## [EXTRAIT DU DOCUMENT]
L'archéologie industrielle : un terrain d'aventures scientifiques et techniques, historiques et esthétiques !
À mesure que des pans des industries passée disparaissent, émerge la notion d'Archéologie… de l'industrie.
Étudier et valoriser notre patrimoine industriel : pour quoi faire ?
C'est d'abord un irremplaçable instrument d'initiation à l'histoire de l'industrialisation et plus généralement à l'histoire technique, économique et sociale, en milieu scolaire et universitaire. C'est aussi un moyen de diffuser, dans l'ensemble des publics, la culture scientifique, technique et industrielle (on voit bien que le public ne s'y trompe pas, durant les Journées du Patrimoine en septembre)
Le champ des découvertes est énorme, car les industries ont beaucoup évolué, laissant quantité de friches.
Ici, une ancienne tuilerie-briquetterie, là, des cheminées, carrées ou ronde.s Ce concasseur oublié, est-ce seulement de la ferraille ?
L'archéologie industrielle invite aussi à regarder les matériaux et les formes : aujourd'hui, tel chevalement d’un puits surmontant comme un symbole le musée de la mine, peut s'apercevoir à des kilomètres à la ronde, telle une sculpture-signal.
Des artistes même entrent dans les ateliers désertés pour puiser, comme des archéologues, dans les vestiges oubliés. Ils y trouvent des engrenages, des pistons ou des outils, des matériaux et des formes multiples que leur imagination, leur démarche artistique et leur savoir- faire transformeront en œuvres.
L'archéologie industrielle sauvegarde aussi la mémoire de vestiges plus récents, comme le radôme (radar sous un dôme) de Pleumeur-Bodou (Côtes-d'Armor) qui permit en 1962 la première liaison France-États-Unis par satellite.
Elle s'interroge aussi pour demain. Que deviendront les immenses sites industriels d'exploitation, de stockage et de transformation pétroliers ? Et n'oublions pas les centrales nucléaires !
Une ancienne carrière de pierre du XVIIIe siècle à Glay, en Beaujolais : mise en valeur des outils devant le front de taille |
Dans les années 1850, la Savoie appartenait encore au royaume de Piémont-Sardaigne, qui fit construire une voie ferrée de Chambéry vers l'Italie. Ce pont métallique, construit par des ingénieurs anglais, permettait aux trains de traverser l'Isère. | ||
Roue d'un moulin à huile encore en activité, à Chanaz (Ain) | L'usine qui traitait les minerais de la Vallée de la Sesia (Piémont italien) a laissé place à un camping : seuls restent la cheminée, la maison de maîtres, et les piliers d'entrée ornés de plaques de fonte parlantes | Quel avenir pour les belles tours de refroidissement de la Centrale nucléaire du Bugey ? |
Canevas pour guider le travail de recherche sur un site d'archéologie industrielle
Elle est tout de même assez diversifiée pour laisser deviner l'étendue des secteurs géographiques, historiques et techniques dans lesquels l'archéologie industrielle est présente.

## [ÉNONCÉ DU PROBLÈME]
Recopiez à l'identique, dans le texte sur l'archéologie industrielle, le passage qui va de « À mesure que » jusqu'à « quantité de friches. ».

## [LIGNES DE DONNÉES]
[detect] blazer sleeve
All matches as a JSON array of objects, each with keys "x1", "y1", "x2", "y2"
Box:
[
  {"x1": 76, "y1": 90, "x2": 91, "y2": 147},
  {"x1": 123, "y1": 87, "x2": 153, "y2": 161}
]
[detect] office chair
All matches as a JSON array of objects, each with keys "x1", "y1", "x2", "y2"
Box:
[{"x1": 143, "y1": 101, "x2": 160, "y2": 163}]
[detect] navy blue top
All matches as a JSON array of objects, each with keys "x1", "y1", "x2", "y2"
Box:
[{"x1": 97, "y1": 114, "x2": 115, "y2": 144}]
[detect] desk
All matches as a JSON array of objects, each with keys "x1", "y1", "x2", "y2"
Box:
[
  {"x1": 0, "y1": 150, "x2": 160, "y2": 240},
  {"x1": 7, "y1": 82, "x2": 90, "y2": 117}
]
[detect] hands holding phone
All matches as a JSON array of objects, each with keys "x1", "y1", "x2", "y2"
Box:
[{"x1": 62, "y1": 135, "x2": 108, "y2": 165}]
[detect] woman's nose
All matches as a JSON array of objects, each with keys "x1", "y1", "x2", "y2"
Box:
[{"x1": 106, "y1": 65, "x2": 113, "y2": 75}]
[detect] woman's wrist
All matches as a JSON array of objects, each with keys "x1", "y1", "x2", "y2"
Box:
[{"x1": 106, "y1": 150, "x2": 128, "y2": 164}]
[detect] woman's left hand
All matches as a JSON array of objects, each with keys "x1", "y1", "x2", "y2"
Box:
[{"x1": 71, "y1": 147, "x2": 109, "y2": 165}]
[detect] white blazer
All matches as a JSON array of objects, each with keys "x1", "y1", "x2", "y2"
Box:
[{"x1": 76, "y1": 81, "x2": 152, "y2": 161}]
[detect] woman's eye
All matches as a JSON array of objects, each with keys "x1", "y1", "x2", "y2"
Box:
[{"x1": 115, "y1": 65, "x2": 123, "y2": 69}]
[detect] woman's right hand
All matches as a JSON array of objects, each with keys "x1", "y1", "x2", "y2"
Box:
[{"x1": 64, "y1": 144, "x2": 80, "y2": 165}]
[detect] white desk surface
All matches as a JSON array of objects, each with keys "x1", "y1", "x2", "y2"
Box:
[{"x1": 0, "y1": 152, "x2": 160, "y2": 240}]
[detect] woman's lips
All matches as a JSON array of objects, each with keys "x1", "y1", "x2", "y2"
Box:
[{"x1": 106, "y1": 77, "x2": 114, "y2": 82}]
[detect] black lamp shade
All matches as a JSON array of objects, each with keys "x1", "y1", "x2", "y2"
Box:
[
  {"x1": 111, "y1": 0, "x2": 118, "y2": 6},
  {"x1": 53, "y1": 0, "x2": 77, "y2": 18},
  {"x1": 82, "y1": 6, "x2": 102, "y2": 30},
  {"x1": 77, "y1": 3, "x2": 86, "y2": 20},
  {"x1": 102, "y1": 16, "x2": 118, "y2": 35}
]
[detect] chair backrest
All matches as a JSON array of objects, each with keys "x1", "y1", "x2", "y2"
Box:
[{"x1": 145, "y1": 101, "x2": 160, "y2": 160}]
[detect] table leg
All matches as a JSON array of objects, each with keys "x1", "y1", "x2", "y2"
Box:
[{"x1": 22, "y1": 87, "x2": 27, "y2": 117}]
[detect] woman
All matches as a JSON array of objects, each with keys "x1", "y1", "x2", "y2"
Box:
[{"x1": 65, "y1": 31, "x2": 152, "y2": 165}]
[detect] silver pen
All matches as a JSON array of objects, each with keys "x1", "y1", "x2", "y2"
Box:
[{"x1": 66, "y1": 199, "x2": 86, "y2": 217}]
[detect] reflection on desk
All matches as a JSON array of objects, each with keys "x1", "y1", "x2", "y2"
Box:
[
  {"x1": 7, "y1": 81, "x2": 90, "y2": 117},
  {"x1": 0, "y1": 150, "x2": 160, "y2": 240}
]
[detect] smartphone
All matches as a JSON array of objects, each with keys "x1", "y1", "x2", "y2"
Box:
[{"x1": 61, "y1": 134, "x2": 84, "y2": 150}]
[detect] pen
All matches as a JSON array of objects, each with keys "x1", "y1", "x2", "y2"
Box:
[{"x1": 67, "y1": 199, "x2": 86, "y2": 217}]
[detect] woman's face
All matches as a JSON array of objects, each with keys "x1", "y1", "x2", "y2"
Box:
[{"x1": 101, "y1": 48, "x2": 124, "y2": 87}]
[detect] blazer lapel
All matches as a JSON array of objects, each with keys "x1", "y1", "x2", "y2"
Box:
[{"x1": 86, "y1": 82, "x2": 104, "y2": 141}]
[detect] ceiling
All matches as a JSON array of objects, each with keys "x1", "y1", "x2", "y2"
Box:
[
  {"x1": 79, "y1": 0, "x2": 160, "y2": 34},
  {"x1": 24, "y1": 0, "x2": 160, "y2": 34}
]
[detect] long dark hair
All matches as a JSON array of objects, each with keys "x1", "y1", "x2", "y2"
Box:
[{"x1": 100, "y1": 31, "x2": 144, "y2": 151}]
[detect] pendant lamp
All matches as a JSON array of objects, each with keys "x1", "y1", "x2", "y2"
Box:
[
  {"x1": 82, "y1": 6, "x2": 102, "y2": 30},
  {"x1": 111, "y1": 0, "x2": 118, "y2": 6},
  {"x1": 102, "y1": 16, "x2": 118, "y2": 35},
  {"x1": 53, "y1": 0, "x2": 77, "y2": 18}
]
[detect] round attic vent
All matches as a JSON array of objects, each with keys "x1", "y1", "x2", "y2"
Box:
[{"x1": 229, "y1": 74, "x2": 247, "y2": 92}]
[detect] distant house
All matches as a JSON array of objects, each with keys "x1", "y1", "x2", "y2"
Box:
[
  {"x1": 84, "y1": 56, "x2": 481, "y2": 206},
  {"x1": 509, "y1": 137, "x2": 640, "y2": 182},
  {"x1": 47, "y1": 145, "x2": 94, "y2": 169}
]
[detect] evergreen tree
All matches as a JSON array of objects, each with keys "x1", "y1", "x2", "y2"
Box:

## [RÉPONSE COMPLÈTE]
À mesure que des pans des industries passée disparaissent, émerge la notion d'Archéologie… de l'industrie.
Étudier et valoriser notre patrimoine industriel : pour quoi faire ?
C'est d'abord un irremplaçable instrument d'initiation à l'histoire de l'industrialisation et plus généralement à l'histoire technique, économique et sociale, en milieu scolaire et universitaire. C'est aussi un moyen de diffuser, dans l'ensemble des publics, la culture scientifique, technique et industrielle (on voit bien que le public ne s'y trompe pas, durant les Journées du Patrimoine en septembre)
Le champ des découvertes est énorme, car les industries ont beaucoup évolué, laissant quantité de friches.